## Challenge
Write out every line of the items below without changing anything, and leave out the pictures.

## Recorded information
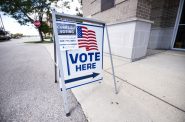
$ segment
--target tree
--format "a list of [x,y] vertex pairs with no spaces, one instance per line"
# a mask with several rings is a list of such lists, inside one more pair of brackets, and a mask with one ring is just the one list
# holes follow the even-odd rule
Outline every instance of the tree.
[[[70,12],[70,3],[73,3],[66,0],[0,0],[0,9],[5,12],[5,14],[11,15],[15,18],[21,25],[28,25],[35,21],[34,15],[37,16],[37,20],[40,21],[41,26],[38,27],[39,35],[41,41],[44,41],[42,33],[48,33],[51,31],[51,28],[47,23],[51,19],[51,6],[56,9],[61,9],[64,12],[65,9],[68,9]],[[76,8],[78,16],[82,16],[81,8]],[[43,21],[44,16],[46,16],[46,22]],[[49,20],[48,20],[49,19]],[[49,30],[47,30],[50,28]]]
[[[38,16],[38,20],[43,23],[43,15],[50,11],[51,3],[56,0],[0,0],[0,8],[5,14],[11,15],[21,25],[33,23],[33,15]],[[41,41],[44,41],[42,35],[42,26],[38,27]]]

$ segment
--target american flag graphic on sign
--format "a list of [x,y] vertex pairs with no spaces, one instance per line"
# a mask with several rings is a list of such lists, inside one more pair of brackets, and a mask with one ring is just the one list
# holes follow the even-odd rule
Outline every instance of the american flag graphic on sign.
[[79,48],[85,48],[86,51],[98,50],[94,31],[88,30],[85,26],[77,26],[77,37]]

## Solution
$ segment
--target tree
--format "a list of [x,y] vertex pairs with no spaces, one instance per line"
# a mask with several rings is a list of such lists, inside one more pair of brackets, and a mask with one ring is just the one list
# holes follow the even-odd rule
Outline every instance of the tree.
[[[70,12],[70,3],[73,3],[66,0],[0,0],[0,9],[5,12],[5,14],[11,15],[15,18],[21,25],[28,25],[35,21],[34,15],[37,16],[37,20],[40,21],[41,26],[38,27],[39,35],[41,41],[44,41],[42,33],[48,33],[51,31],[51,28],[47,23],[51,19],[51,6],[56,9],[61,9],[64,12],[65,9],[68,9]],[[76,8],[78,16],[82,16],[81,8]],[[43,21],[44,16],[46,16],[46,22]],[[49,20],[48,20],[49,19]],[[49,30],[47,30],[50,28]]]
[[[38,16],[38,20],[43,23],[43,15],[50,11],[51,3],[56,0],[0,0],[0,8],[5,14],[11,15],[21,25],[33,23],[33,15]],[[41,41],[44,41],[42,35],[42,26],[38,27]]]

$ segment
--target american flag graphic on sign
--format "a list of [x,y] vertex pairs with no spaces, one instance per line"
# a mask with several rings is a list of such lists, inside one more pair of brackets, and a mask with one ring is just the one list
# holes follow the even-odd rule
Outline every instance of the american flag graphic on sign.
[[79,48],[85,48],[86,51],[98,50],[94,31],[88,30],[85,26],[77,26],[77,37]]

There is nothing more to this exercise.